Reproduce, exactly and only, the lines of the data that follows from the one containing "Objective — one point per instance of the sail" down to the one containing "Target: metal fence", without pictures.

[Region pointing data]
━━━━━━━━━━━━━━━━

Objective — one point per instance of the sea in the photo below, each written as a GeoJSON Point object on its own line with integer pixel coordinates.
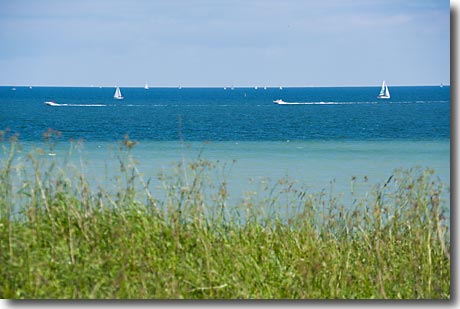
{"type": "Point", "coordinates": [323, 139]}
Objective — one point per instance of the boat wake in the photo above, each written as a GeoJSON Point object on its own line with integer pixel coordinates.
{"type": "Point", "coordinates": [49, 103]}
{"type": "Point", "coordinates": [281, 102]}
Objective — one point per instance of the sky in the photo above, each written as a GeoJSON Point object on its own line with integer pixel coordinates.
{"type": "Point", "coordinates": [216, 43]}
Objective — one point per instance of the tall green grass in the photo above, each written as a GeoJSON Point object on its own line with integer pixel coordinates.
{"type": "Point", "coordinates": [62, 238]}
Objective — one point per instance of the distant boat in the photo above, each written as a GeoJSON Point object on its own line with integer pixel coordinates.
{"type": "Point", "coordinates": [117, 94]}
{"type": "Point", "coordinates": [51, 103]}
{"type": "Point", "coordinates": [384, 92]}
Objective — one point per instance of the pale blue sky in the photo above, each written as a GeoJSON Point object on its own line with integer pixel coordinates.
{"type": "Point", "coordinates": [221, 43]}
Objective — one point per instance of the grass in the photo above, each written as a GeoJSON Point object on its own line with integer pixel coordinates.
{"type": "Point", "coordinates": [62, 239]}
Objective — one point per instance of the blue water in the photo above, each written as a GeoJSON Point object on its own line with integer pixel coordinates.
{"type": "Point", "coordinates": [215, 114]}
{"type": "Point", "coordinates": [331, 135]}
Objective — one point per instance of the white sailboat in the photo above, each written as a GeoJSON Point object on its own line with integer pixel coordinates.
{"type": "Point", "coordinates": [384, 92]}
{"type": "Point", "coordinates": [117, 94]}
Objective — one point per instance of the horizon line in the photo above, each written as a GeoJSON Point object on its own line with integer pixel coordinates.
{"type": "Point", "coordinates": [225, 86]}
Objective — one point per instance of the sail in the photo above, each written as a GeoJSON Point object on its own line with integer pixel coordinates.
{"type": "Point", "coordinates": [384, 92]}
{"type": "Point", "coordinates": [117, 94]}
{"type": "Point", "coordinates": [387, 92]}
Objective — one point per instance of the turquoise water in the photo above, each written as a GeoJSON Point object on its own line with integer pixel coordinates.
{"type": "Point", "coordinates": [314, 165]}
{"type": "Point", "coordinates": [329, 136]}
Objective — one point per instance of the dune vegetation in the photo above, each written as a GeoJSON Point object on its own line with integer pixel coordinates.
{"type": "Point", "coordinates": [62, 238]}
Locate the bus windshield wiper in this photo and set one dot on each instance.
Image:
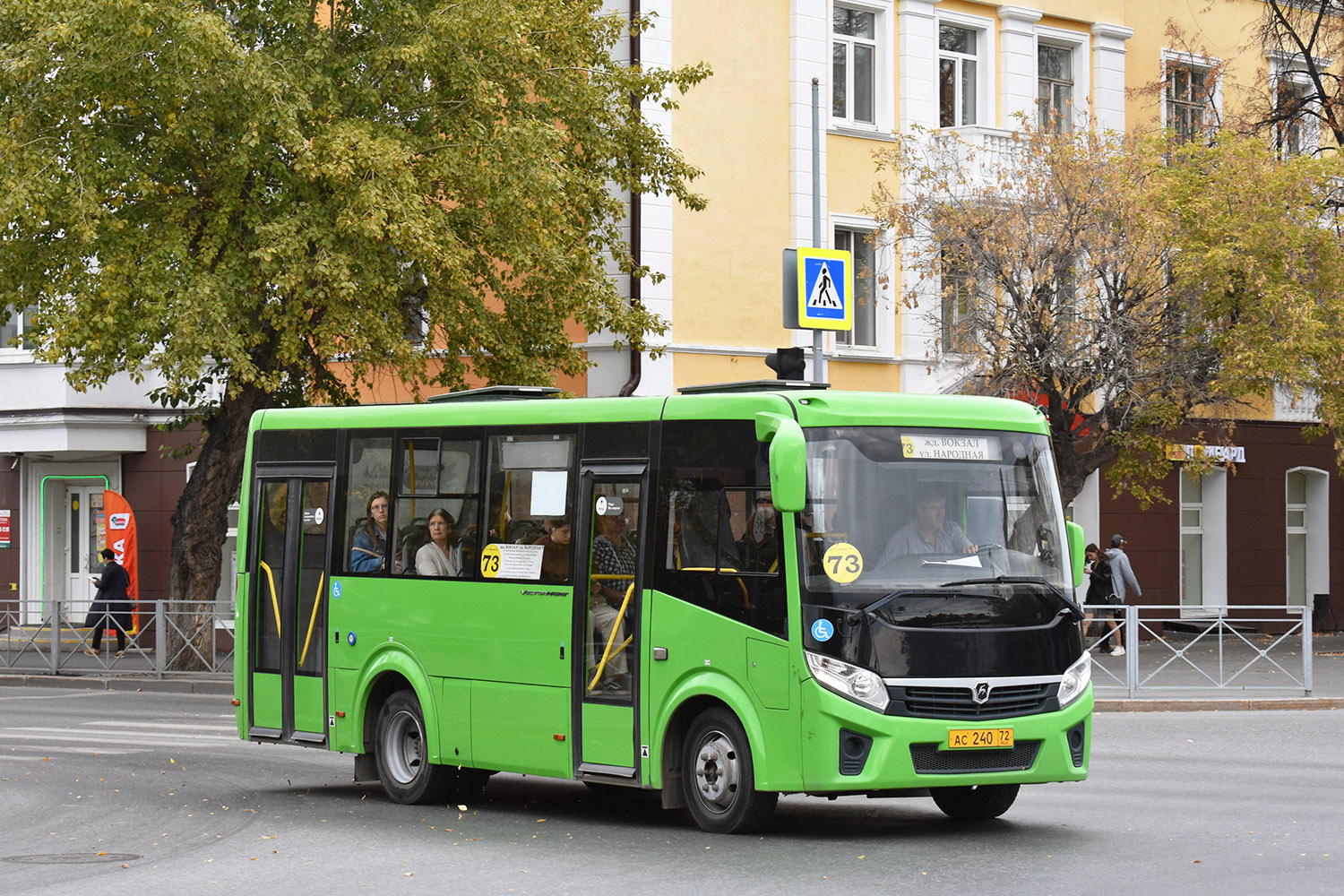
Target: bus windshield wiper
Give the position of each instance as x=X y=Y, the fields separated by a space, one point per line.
x=1023 y=579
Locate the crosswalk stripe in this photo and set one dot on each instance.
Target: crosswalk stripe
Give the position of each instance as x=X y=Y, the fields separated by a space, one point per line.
x=38 y=753
x=94 y=742
x=109 y=723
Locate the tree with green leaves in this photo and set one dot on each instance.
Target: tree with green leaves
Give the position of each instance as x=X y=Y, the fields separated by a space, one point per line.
x=1125 y=285
x=261 y=198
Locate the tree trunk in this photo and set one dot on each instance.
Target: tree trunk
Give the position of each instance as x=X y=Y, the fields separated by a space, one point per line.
x=201 y=525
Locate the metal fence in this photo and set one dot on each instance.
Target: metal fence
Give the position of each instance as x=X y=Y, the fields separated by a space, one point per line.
x=38 y=637
x=1166 y=651
x=1219 y=653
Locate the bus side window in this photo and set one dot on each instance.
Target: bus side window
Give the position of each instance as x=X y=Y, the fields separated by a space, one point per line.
x=370 y=473
x=717 y=528
x=435 y=477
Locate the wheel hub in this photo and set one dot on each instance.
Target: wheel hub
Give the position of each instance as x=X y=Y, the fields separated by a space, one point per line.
x=717 y=772
x=405 y=747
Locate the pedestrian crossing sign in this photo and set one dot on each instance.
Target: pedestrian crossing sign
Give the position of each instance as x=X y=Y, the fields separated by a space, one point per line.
x=825 y=289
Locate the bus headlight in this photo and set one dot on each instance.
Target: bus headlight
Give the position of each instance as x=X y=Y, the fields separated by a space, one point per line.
x=1075 y=680
x=857 y=684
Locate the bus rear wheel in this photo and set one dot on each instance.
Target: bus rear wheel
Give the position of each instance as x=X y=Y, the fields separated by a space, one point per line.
x=981 y=801
x=718 y=777
x=403 y=766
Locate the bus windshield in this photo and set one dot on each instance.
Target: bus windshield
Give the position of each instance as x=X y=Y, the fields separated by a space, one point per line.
x=897 y=508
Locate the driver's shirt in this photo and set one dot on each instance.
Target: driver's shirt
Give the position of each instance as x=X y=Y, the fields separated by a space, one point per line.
x=948 y=538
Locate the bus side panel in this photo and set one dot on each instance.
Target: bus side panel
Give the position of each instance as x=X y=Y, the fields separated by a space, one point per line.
x=347 y=735
x=309 y=704
x=484 y=630
x=521 y=728
x=266 y=702
x=454 y=721
x=242 y=653
x=710 y=654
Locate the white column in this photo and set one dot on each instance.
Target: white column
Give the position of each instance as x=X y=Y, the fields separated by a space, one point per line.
x=1018 y=61
x=1109 y=74
x=918 y=50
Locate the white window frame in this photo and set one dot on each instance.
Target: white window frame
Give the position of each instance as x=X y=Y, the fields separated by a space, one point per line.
x=883 y=69
x=943 y=335
x=1311 y=520
x=1209 y=65
x=1211 y=530
x=986 y=65
x=883 y=311
x=18 y=317
x=1080 y=45
x=1289 y=67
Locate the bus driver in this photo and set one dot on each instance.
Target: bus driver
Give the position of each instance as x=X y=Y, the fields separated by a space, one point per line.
x=930 y=530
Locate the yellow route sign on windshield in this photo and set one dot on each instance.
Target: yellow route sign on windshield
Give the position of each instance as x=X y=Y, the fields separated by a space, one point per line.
x=843 y=563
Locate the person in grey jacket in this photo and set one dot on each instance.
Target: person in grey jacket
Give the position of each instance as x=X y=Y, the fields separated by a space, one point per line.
x=1123 y=579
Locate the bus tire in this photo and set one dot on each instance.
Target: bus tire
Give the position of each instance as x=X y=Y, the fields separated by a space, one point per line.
x=402 y=753
x=981 y=801
x=718 y=777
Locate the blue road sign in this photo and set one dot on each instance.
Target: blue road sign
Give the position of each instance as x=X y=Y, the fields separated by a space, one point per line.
x=825 y=289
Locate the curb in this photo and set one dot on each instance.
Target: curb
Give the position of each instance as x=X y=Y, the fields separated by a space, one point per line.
x=148 y=685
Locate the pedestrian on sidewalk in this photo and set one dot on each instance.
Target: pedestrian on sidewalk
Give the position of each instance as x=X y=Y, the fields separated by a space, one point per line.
x=110 y=605
x=1124 y=582
x=1101 y=590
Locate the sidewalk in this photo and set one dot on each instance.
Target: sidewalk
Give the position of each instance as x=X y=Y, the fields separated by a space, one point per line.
x=1254 y=683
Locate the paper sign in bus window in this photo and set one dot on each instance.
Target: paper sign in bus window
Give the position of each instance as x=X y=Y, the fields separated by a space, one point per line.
x=548 y=487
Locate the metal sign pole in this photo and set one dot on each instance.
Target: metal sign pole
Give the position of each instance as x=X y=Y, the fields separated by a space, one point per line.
x=819 y=362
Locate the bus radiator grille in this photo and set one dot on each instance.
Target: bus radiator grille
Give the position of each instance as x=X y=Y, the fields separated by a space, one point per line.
x=929 y=759
x=957 y=702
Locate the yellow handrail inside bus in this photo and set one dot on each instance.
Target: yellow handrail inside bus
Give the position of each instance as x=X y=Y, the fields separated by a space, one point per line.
x=616 y=626
x=317 y=600
x=274 y=600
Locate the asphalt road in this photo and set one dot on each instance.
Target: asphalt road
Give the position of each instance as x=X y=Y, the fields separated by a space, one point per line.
x=145 y=793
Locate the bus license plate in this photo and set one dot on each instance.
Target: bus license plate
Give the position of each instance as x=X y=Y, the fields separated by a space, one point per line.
x=978 y=737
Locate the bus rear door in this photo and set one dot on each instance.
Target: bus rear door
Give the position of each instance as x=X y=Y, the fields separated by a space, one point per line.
x=287 y=657
x=607 y=602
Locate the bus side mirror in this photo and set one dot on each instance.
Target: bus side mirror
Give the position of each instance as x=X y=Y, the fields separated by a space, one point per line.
x=1075 y=551
x=788 y=460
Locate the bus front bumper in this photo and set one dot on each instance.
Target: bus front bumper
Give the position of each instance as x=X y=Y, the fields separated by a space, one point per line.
x=851 y=748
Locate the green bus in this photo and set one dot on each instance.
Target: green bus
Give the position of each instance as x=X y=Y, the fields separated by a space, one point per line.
x=725 y=595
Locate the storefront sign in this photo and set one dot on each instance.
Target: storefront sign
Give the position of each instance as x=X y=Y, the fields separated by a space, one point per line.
x=1217 y=452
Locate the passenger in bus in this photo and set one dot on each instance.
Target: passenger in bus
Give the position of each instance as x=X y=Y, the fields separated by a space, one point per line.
x=437 y=557
x=613 y=555
x=368 y=554
x=930 y=530
x=556 y=556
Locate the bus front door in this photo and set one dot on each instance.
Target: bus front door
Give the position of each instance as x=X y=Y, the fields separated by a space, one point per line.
x=287 y=654
x=607 y=611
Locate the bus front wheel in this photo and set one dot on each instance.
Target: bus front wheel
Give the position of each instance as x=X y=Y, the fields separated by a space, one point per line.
x=983 y=801
x=402 y=751
x=718 y=777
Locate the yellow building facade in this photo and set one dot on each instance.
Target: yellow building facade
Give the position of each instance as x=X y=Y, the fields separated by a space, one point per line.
x=883 y=67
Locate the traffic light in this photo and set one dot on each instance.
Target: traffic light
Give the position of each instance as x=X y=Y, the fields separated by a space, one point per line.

━━━━━━━━━━━━━━━━

### Answer box:
Objective — one point per instance of the sail in the photo above, each written as a GeoJSON Point object on its own line with integer pixel coordinates.
{"type": "Point", "coordinates": [384, 92]}
{"type": "Point", "coordinates": [117, 94]}
{"type": "Point", "coordinates": [387, 92]}
Objective — one point per instance of the turquoise water in the photo above, each written as a GeoJSON Point object on its own line with integer pixel coordinates.
{"type": "Point", "coordinates": [314, 165]}
{"type": "Point", "coordinates": [329, 136]}
Objective — one point per instance of the dune vegetation in the photo above, each written as a GeoJSON Point object on its own line with integer pixel coordinates.
{"type": "Point", "coordinates": [62, 238]}
Locate the bus windshield wiper in this photo and set one dot on each instance.
Image:
Target: bus windshield wiper
Give the position of each instance as x=X y=Y, the fields separated by a space, one point per line.
x=1023 y=579
Locate the crosswalk stripe in this photo and set one dot on each instance.
Target: crosswalk stripe
Give the position of each instance as x=X y=Y, the fields separated by a space, one point per line.
x=38 y=753
x=94 y=742
x=109 y=723
Locate the tree with green leaves in this photo and set one dot on each instance.
Target: tree with green leaves
Give the position of each instance as x=X y=Y, the fields separated by a space, one point per line.
x=1125 y=285
x=261 y=198
Locate the tree trunk in this photo and set one dot on each instance.
Target: tree trunk
Give the position of each instance as x=X y=Y, the fields separated by a space, one point per line.
x=201 y=525
Locate the metal fence in this photo and set one dot on each instance.
Target: metal fence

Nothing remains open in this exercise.